**THE PROBLEM:**
After locating the line containing "mmk i see the picture, now point out the market", restate that line and each one after it exactly, through the last line of the material.

**RAW DATA:**

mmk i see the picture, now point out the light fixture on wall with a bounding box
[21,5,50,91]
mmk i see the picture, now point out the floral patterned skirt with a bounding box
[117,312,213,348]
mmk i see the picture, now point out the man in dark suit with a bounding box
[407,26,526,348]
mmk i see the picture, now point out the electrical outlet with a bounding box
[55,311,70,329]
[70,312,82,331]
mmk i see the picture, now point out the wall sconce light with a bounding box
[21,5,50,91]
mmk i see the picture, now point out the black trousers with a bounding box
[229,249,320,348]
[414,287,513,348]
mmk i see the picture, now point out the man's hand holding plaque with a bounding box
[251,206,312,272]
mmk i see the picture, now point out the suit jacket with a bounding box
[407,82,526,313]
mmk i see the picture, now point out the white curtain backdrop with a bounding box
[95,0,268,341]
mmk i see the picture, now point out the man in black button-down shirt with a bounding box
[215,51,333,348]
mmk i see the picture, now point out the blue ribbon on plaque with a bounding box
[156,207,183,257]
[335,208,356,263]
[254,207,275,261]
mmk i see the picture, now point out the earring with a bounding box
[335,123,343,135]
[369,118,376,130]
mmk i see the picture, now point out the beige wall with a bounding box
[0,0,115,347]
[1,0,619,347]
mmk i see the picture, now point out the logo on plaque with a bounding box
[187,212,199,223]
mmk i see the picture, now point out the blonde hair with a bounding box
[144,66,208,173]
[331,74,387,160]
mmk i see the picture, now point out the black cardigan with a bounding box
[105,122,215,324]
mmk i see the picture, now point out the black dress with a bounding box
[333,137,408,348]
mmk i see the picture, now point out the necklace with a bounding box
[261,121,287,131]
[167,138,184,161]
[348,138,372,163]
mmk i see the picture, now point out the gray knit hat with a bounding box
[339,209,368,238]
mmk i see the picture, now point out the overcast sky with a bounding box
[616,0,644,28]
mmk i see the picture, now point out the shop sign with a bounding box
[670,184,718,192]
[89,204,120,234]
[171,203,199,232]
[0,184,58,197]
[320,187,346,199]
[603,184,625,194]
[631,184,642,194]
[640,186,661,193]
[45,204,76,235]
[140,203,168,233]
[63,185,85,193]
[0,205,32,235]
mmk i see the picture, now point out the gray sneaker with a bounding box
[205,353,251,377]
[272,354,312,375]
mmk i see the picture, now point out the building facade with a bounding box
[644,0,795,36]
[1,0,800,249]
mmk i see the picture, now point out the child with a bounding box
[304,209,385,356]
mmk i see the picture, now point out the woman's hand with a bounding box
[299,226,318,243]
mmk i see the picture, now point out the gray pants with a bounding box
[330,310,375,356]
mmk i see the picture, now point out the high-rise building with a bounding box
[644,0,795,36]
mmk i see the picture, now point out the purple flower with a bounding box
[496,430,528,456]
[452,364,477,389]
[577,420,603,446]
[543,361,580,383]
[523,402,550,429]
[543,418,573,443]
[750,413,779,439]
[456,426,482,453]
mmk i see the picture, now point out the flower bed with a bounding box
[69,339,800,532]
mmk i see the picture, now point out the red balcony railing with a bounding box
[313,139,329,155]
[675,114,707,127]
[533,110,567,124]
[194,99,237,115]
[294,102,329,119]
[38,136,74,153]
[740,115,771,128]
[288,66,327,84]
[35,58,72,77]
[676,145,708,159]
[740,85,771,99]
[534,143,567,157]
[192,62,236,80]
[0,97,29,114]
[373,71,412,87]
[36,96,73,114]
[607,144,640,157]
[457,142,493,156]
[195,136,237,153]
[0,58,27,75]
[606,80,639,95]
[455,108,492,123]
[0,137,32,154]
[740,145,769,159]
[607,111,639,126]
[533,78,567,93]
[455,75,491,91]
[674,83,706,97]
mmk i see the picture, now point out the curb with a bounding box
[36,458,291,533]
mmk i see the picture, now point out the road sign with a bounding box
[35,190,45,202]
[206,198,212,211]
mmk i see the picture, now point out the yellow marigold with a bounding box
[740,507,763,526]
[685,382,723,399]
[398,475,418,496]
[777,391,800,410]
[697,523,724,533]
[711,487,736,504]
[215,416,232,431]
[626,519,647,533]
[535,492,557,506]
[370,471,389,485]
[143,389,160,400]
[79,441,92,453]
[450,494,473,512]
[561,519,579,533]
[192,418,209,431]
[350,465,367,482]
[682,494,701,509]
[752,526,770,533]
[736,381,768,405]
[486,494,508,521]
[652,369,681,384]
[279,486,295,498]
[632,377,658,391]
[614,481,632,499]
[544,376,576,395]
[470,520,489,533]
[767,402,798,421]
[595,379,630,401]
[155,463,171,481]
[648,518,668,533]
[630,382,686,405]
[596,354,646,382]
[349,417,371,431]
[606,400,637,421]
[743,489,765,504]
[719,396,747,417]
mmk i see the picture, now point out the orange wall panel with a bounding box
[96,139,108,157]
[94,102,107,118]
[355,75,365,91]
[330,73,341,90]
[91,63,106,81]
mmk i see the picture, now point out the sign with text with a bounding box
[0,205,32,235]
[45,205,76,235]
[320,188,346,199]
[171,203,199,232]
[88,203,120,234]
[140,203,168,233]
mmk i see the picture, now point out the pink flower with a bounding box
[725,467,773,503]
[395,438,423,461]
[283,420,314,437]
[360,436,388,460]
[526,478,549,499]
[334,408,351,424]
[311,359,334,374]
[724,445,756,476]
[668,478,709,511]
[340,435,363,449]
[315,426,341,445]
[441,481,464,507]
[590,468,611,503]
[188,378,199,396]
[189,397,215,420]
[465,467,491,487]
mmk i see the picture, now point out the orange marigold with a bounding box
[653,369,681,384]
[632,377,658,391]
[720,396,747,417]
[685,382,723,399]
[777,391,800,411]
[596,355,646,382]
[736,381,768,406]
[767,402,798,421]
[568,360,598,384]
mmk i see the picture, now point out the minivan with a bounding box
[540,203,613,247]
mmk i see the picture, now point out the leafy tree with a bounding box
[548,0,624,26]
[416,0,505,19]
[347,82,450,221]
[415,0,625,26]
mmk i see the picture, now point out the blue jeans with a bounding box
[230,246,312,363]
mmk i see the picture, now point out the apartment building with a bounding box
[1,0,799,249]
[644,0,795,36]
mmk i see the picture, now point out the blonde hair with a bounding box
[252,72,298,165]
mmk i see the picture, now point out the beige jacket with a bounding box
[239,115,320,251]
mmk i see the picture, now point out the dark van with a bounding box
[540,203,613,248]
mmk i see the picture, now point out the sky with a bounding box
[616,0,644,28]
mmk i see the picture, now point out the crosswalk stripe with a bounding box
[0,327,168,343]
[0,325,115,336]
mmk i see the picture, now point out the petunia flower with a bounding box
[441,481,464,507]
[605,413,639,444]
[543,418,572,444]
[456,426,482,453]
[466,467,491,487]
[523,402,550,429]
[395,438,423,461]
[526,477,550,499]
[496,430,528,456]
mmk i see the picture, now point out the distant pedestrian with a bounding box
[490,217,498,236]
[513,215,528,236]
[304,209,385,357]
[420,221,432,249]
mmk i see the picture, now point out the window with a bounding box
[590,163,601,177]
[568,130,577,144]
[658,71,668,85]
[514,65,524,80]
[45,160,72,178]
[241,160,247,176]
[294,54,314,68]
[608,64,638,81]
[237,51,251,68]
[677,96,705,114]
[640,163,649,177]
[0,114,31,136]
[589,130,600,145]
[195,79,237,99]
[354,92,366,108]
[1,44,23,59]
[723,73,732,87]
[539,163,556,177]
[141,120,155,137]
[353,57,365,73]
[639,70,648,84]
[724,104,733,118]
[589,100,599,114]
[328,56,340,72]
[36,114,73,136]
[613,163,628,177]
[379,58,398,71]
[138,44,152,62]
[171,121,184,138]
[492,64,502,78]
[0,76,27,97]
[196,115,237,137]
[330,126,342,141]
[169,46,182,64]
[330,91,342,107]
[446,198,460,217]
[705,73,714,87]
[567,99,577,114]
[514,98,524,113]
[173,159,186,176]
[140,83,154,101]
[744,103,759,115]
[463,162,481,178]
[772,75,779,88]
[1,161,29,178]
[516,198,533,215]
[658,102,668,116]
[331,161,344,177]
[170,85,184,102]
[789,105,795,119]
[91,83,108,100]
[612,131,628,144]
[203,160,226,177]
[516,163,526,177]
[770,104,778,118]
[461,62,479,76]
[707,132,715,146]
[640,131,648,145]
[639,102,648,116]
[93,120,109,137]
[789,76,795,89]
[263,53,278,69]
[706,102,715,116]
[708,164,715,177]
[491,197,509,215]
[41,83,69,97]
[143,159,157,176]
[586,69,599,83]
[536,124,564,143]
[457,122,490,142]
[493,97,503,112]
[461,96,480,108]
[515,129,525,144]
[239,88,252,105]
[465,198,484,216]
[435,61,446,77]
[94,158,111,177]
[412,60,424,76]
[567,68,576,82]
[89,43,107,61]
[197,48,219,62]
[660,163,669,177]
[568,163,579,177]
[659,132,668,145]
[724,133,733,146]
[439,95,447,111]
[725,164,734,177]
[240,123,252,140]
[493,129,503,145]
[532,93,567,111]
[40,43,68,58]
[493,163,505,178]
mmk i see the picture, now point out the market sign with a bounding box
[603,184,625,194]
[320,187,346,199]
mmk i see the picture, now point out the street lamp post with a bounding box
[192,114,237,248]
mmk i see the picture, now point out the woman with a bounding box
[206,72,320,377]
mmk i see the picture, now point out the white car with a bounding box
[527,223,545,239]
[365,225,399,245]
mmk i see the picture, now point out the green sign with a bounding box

**TASK RESPONSE:**
mmk i see the picture, now point out the market sign with a bounding box
[603,184,625,194]
[320,187,346,199]
mmk i see the picture, now point out the street lamp post with a bounding box
[192,114,237,248]
mmk i see the picture, now point out the woman with a bounding box
[206,72,320,377]
mmk i see the picture, now point out the white car with a bounding box
[527,223,545,239]
[365,225,399,245]
mmk i see the picture, now point out the green sign with a bounding box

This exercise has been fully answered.